Apaixonado por História, Garcez recorre à Roma antiga para se comparar a Lúcio Quíncio Cincinato – general que, após cumprir a missão para a qual o convocaram, recusou honrarias e voltou à vida tranquila que levava no campo.

“É antipático cobrar dos outros seus deveres. Mas não me chamaram em casa, como Cincinato foi chamado para salvar Roma. Eu me candidatei, me submeti ao escrutínio dos outros. E agora eu vou vir aqui para ir a festas? Não frequento isso nem na vida comum”, afirma.

‘Mosca azul’

Corpulento, Garcez tem os cabelos grisalhos bem penteados e olhos claros. Até pouco tempo, cultivava também um bigode que lhe conferia ainda mais imponência. Culpa a idade e o estresse por não mantê-lo mais como antes.

Na sua sala de trabalho, com vista para a Baía de Guanabara, há espaço para quadros de Winston Churchill e Napoleão, do exército prussiano e uma imagem de Santo Inácio, jesuíta que dá nome ao colégio em que estudou. “Minhas inspirações estão ali”, diz. Esses símbolos se misturam a fotos de familiares e a uma caneca do Batalhão de Operações Policiais Especiais da Polícia Militar do Rio, o Bope, que funciona como porta-canetas na mesa de trabalho. “Foi um presente do meu motorista.”

Garcez se gaba de nunca ter perdido uma eleição no Tribunal. Diante de sua cadeira na Corregedoria, um porta-retrato inusitado comporta a imagem de uma mosca azul, símbolo de aspiração ao poder que tem como origem um poema de Machado de Assis. “Meus colegas me deram de presente para ver se a mosca me pica. Querem que eu concorra à presidência do Tribunal”, afirma.

Entre os cargos que ocupou, está o de presidente do Tribunal Regional Eleitoral (TRE), no biênio 2013-2014. Durante sua gestão, barrou a construção de um novo prédio para a sede da Justiça Eleitoral, que já estava em estágio avançado.

A visão que Garcez tem do Judiciário é exposta sem rodeios. Critica juízes que se preocupam com fatores alheios à Constituição e às leis na hora de atuar, assim como aqueles que se “deslumbram” com os outros Poderes. “Que juízes são esses que visitavam a antessala de ministros do Executivo ou de deputados e senadores?”, questiona, sem citar nomes.

Reação

Inconformada com a iniciativa de Garcez de intimar magistrados a apresentar em 72 horas comprovantes de cursos feitos no exterior, a Associação dos Magistrados do Estado do Rio de Janeiro (Amaerj) reclamou com o corregedor.

Sentindo-se ignorada, requereu no Conselho Nacional de Justiça (CNJ) a abertura de um procedimento administrativo. A associação, que não quis dar entrevista sobre a atuação de Garcez, reivindica o aumento do prazo para a apresentação dos documentos e que o corregedor reconsidere a forma de intimação.

“Inexiste justificativa legal ou racional para a determinação abusiva imposta pelo ato ora impugnado”, diz a associação no pedido ao CNJ. Apesar dos atos da Amaerj, Garcez evita conflitos e afirma que ela é “uma parceira”.

### Registros armazenados:
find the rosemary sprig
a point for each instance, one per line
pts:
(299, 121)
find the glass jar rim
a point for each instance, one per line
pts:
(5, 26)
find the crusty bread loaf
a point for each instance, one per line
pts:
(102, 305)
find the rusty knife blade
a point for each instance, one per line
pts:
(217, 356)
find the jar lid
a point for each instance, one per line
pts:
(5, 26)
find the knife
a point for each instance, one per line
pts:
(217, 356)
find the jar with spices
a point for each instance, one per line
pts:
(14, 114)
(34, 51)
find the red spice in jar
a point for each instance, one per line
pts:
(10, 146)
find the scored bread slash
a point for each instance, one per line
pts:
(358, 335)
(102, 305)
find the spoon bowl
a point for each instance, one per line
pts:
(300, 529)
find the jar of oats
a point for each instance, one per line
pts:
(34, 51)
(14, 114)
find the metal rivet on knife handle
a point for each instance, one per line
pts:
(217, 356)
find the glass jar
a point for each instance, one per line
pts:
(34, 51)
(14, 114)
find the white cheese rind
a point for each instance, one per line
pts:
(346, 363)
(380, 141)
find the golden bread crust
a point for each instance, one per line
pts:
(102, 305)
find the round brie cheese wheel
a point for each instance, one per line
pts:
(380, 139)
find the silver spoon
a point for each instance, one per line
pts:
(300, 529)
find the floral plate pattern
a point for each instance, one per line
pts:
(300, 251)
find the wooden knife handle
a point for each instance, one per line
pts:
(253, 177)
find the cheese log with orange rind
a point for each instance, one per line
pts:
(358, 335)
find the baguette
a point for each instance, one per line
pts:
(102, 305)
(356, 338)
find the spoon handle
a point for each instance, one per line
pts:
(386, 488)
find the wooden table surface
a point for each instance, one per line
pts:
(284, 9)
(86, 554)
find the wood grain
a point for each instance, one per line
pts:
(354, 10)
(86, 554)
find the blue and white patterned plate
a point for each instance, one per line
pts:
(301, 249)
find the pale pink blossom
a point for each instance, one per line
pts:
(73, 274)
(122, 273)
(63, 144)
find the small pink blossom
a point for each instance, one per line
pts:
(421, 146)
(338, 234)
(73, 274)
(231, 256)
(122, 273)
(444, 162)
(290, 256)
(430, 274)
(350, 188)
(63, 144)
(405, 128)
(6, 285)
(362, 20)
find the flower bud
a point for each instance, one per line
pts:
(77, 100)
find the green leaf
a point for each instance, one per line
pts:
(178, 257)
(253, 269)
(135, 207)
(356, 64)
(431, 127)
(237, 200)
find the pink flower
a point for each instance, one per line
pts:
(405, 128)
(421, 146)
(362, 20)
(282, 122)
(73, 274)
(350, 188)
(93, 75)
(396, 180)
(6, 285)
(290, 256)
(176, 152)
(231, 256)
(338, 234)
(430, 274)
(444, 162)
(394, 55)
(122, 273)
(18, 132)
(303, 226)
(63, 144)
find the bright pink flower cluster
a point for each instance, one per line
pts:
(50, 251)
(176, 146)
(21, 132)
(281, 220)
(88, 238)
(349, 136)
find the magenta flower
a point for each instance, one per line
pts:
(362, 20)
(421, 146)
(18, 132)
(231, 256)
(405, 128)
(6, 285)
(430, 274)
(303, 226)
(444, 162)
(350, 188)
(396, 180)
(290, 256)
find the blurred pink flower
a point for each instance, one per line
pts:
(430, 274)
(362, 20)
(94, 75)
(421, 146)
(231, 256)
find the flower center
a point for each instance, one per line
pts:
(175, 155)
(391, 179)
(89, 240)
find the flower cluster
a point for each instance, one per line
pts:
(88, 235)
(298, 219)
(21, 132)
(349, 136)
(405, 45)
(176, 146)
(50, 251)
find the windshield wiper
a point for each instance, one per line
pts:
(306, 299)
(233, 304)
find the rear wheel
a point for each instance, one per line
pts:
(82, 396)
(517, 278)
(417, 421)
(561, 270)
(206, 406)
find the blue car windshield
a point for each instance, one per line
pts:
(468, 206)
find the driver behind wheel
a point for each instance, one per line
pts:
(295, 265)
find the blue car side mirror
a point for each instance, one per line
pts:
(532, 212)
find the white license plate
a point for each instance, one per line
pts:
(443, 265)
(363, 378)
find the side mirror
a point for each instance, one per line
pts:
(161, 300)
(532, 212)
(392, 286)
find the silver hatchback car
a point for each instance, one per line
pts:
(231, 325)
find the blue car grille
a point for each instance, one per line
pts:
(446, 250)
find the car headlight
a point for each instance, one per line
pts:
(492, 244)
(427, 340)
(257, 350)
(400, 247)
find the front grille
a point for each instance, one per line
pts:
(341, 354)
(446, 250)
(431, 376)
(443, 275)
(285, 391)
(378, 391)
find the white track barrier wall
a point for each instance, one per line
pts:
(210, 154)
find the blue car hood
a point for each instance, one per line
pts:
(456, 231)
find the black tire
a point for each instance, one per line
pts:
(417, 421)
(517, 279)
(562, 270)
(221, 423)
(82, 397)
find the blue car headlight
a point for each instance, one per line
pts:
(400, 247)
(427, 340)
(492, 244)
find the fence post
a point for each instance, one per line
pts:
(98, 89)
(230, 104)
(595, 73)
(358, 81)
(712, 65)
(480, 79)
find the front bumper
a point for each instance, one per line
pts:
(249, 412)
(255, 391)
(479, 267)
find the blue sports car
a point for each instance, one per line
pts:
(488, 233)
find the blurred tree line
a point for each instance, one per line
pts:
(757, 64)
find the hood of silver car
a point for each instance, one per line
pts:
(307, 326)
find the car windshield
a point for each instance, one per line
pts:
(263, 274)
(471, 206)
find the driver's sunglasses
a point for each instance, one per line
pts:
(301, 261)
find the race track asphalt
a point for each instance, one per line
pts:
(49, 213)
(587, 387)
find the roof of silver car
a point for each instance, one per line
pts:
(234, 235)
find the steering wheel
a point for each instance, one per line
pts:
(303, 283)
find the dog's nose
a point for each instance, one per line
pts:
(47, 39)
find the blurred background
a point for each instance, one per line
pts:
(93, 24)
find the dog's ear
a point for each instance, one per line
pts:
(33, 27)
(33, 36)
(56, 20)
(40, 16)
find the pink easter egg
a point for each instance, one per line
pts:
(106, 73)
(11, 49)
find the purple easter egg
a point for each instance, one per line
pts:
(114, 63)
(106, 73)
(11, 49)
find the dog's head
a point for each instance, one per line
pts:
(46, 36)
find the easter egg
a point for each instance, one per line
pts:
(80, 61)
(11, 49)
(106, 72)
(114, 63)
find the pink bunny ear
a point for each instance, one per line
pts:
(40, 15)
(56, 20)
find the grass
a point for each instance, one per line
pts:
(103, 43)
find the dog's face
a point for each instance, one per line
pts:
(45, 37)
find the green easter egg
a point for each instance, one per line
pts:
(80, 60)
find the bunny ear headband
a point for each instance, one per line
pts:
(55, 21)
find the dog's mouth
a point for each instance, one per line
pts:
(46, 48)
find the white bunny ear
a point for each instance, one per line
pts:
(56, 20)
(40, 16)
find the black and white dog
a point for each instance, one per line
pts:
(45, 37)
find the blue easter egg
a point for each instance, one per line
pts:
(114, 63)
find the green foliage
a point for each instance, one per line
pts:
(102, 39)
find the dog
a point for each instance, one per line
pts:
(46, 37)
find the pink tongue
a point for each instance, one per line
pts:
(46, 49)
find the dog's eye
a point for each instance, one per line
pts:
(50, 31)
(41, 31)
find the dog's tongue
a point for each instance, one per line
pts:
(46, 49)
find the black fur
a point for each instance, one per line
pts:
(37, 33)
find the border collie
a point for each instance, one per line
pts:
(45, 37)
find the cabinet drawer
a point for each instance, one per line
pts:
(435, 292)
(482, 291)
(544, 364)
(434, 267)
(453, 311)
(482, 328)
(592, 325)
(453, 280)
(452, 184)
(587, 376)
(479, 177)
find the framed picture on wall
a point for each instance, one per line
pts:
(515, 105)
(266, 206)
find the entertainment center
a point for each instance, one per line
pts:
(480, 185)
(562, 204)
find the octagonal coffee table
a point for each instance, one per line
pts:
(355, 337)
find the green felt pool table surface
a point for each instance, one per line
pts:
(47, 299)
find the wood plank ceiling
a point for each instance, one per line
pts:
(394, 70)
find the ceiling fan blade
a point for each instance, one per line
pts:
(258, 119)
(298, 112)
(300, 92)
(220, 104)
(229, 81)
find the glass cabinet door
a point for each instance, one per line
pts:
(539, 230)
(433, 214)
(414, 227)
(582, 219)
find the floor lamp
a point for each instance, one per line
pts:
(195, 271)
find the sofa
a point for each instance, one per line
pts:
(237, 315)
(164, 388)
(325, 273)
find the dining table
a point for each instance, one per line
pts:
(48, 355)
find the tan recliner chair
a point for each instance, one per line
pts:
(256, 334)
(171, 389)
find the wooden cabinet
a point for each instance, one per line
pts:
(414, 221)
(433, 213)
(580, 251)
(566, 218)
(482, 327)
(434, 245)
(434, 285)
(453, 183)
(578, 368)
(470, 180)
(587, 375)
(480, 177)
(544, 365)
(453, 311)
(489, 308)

### Requisitos da tarefa:
De acordo com o texto citado, que objeto serve de porta-canetas na mesa de trabalho de Garcez, e quem o deu a ele?

### Resposta completa:
Uma caneca do Batalhão de Operações Policiais Especiais da Polícia Militar do Rio (Bope), presente do motorista dele.